**What needs to be done**:
Copy out the records below word for word, starting at the line that contains "Mark a point on each instance of the green" and ending after the line that contains "[(382, 404)]".

******

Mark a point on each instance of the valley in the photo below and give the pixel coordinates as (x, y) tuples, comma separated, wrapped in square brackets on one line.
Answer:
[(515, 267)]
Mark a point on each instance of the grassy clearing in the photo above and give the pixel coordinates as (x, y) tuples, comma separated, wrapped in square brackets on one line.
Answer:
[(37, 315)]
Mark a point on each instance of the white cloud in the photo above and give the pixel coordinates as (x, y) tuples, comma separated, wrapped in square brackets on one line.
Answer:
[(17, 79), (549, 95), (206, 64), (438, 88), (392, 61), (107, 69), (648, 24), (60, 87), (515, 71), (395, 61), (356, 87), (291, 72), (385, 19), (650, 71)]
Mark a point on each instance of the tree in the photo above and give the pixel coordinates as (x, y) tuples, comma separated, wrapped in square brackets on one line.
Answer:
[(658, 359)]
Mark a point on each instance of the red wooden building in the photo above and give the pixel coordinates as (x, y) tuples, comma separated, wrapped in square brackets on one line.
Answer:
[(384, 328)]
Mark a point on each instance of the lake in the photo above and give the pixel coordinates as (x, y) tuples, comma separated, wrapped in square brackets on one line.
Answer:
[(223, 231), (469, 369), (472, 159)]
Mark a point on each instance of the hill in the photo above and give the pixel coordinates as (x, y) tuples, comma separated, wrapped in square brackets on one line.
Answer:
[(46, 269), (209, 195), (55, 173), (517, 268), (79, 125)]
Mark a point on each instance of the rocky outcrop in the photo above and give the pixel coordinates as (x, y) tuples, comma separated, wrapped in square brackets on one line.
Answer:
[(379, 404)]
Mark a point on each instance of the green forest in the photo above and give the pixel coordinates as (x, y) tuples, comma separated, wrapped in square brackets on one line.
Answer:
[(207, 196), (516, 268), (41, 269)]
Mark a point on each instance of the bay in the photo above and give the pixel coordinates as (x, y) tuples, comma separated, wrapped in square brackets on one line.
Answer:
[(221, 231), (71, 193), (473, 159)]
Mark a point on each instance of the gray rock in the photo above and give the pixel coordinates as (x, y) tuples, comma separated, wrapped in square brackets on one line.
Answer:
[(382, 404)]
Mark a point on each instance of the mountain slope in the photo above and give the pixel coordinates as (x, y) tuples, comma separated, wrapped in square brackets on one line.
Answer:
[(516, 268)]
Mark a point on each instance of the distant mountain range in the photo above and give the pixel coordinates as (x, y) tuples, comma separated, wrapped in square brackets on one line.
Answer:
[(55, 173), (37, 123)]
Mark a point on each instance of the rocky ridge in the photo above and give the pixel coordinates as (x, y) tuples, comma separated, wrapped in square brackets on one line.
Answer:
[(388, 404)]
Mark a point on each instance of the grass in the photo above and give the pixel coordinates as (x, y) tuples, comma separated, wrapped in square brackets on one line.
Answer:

******

**Result of this exercise**:
Mark a point on each instance of the green forest in the photo above and give the pixel coordinates as (x, y) tuples, comma separated, wrapped in square brackets on one line.
Answer:
[(207, 196), (516, 268), (41, 269)]
Mark a point on each instance of the bay in the photo above and give the pixel coordinates as (x, y) tuples, comma separated, wrapped in square brackets on one line.
Answer:
[(221, 231), (71, 193), (473, 159)]
Mark a point on each instance of the gray rock in the photo above and give the pixel coordinates as (x, y) tuples, comma separated, wrapped in square brackets on one line.
Answer:
[(382, 404)]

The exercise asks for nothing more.